# Requirements:
Reproduce the data below, substituting "assessment" for every occurrence of "evaluation" and leaving everything else as it is.

Dataset records:
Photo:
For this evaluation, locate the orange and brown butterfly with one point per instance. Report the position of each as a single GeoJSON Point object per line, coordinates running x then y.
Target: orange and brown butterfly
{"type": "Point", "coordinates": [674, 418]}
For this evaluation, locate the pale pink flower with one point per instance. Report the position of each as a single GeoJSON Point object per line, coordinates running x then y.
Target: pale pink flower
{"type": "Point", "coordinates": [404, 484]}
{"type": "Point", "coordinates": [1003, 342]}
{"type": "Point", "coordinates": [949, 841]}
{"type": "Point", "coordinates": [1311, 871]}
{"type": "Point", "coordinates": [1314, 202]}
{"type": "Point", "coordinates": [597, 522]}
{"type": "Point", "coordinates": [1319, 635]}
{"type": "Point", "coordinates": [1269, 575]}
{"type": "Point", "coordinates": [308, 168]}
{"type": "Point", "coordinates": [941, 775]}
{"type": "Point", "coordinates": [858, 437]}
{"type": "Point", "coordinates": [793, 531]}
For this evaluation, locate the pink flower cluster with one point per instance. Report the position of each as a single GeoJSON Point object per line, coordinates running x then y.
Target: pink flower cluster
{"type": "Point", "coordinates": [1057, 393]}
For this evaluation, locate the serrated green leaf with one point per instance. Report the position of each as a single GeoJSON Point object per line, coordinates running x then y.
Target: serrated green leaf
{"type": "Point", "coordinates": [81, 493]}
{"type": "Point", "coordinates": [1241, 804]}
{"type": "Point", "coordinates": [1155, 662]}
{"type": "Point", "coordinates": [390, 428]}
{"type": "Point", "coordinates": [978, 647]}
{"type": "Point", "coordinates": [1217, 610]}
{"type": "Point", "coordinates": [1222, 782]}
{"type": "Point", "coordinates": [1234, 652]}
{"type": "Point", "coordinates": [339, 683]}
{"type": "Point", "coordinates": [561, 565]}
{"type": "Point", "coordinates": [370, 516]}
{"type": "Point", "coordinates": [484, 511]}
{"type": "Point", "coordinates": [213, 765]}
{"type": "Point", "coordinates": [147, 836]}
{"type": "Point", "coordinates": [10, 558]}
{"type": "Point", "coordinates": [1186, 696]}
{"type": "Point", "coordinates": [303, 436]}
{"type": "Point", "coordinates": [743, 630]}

# Worked answer:
Photo:
For this assessment, locate the orange and brown butterfly with one point per instance. Report the position of each as a single GeoJSON Point object per line, coordinates running x then y.
Target: orange and brown butterfly
{"type": "Point", "coordinates": [674, 418]}
For this assessment, locate the pale pink flower with one point per instance. Report the position of each as a single GeoJSON Point object per line, coordinates running x then y.
Target: pale pink flower
{"type": "Point", "coordinates": [404, 484]}
{"type": "Point", "coordinates": [1003, 342]}
{"type": "Point", "coordinates": [949, 841]}
{"type": "Point", "coordinates": [1311, 871]}
{"type": "Point", "coordinates": [1314, 202]}
{"type": "Point", "coordinates": [597, 522]}
{"type": "Point", "coordinates": [1319, 635]}
{"type": "Point", "coordinates": [1269, 575]}
{"type": "Point", "coordinates": [308, 168]}
{"type": "Point", "coordinates": [941, 775]}
{"type": "Point", "coordinates": [858, 437]}
{"type": "Point", "coordinates": [793, 531]}
For this assessment, locate the pink flower cluster with one point per instance. Report the position of each as a single GeoJSON Point object per line, coordinates running x then y.
Target: pink flower cluster
{"type": "Point", "coordinates": [1057, 393]}
For this assessment, locate the serrated green leaf with one point per instance. Report the position of each as a single GeoJSON Point object per line, coordinates running x then y.
Target: serrated green leaf
{"type": "Point", "coordinates": [81, 493]}
{"type": "Point", "coordinates": [1241, 804]}
{"type": "Point", "coordinates": [1155, 662]}
{"type": "Point", "coordinates": [390, 428]}
{"type": "Point", "coordinates": [978, 647]}
{"type": "Point", "coordinates": [1217, 610]}
{"type": "Point", "coordinates": [1222, 782]}
{"type": "Point", "coordinates": [1234, 652]}
{"type": "Point", "coordinates": [339, 683]}
{"type": "Point", "coordinates": [561, 565]}
{"type": "Point", "coordinates": [370, 516]}
{"type": "Point", "coordinates": [484, 511]}
{"type": "Point", "coordinates": [213, 765]}
{"type": "Point", "coordinates": [147, 836]}
{"type": "Point", "coordinates": [10, 558]}
{"type": "Point", "coordinates": [1186, 696]}
{"type": "Point", "coordinates": [303, 436]}
{"type": "Point", "coordinates": [743, 630]}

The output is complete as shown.